** What to produce **
Please answer these questions about the graceful shutdown text:
1. What value can be passed to Bun's server.stop() to forcefully close active connections?
2. What is the third step in the sequence that applies regardless of runtime?
3. In the manual test, what URL does the long-running curl request target?

** Source text **

=-=-=

Bun uses process.on for signals, same as Node. The server.stop() method stops the server. You can pass true to forcefully close active connections: server.stop(true).

The pattern is the same everywhere

Regardless of the runtime, the sequence is always:

  1. Listen for SIGTERM and SIGINT
  2. Stop accepting new connections
  3. Wait for in-flight requests to complete
  4. Close your own resources (database, caches, queues)
  5. Exit the process

The API names differ (close(), shutdown(), stop()), but the concept is identical. srvx abstracts over all three runtimes, which is why our project uses it. But understanding how each runtime works underneath helps when you are debugging shutdown issues or working on a project that does not use srvx.

Testing graceful shutdown

You can test this manually. Start the server, send a request, and send SIGTERM before the request completes:

# Start the server
node dist/server.js &
SERVER_PID=$!

# Send a long-running request
curl http://localhost:3000/slow-endpoint &

# Send SIGTERM
kill -SIGTERM $SERVER_PID

# The server should:
# 1. Log "SIGTERM received"
# 2. Stop accepting new connections
# 3. Wait for the slow request to complete
# 4. Close the database
# 5. Exit

If you see the shutdown messages in order and the slow request gets a response, graceful shutdown is working.

=-=-=

** Data section **
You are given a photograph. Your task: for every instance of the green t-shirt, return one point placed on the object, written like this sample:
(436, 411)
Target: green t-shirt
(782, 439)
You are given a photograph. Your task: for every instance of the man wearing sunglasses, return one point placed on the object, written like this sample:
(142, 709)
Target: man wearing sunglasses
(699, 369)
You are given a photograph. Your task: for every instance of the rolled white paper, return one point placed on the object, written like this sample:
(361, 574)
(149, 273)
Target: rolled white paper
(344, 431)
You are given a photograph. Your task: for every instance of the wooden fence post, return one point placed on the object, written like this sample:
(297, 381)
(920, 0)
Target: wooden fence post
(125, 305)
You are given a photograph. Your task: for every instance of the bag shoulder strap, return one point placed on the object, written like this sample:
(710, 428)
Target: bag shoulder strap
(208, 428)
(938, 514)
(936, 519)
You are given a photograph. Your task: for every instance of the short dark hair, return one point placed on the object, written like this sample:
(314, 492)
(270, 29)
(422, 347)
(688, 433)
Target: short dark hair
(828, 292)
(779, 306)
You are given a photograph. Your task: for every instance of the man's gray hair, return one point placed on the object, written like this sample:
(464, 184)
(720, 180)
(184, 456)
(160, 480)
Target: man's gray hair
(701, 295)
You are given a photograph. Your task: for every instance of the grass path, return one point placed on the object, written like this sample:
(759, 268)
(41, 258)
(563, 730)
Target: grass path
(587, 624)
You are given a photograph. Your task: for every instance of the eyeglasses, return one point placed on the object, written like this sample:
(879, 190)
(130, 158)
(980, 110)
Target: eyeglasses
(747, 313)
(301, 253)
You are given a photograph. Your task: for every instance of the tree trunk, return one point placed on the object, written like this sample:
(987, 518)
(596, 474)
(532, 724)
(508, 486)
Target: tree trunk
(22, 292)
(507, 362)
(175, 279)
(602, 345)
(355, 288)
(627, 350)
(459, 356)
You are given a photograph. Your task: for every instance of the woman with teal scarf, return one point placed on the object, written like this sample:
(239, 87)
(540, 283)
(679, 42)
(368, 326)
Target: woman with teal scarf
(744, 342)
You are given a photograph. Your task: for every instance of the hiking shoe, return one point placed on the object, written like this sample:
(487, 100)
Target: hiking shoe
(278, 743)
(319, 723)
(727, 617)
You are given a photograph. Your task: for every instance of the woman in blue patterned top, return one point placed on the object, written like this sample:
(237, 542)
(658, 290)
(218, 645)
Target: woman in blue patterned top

=-=-=

** Result of this exercise **
1. true
2. Wait for in-flight requests to complete
3. http://localhost:3000/slow-endpoint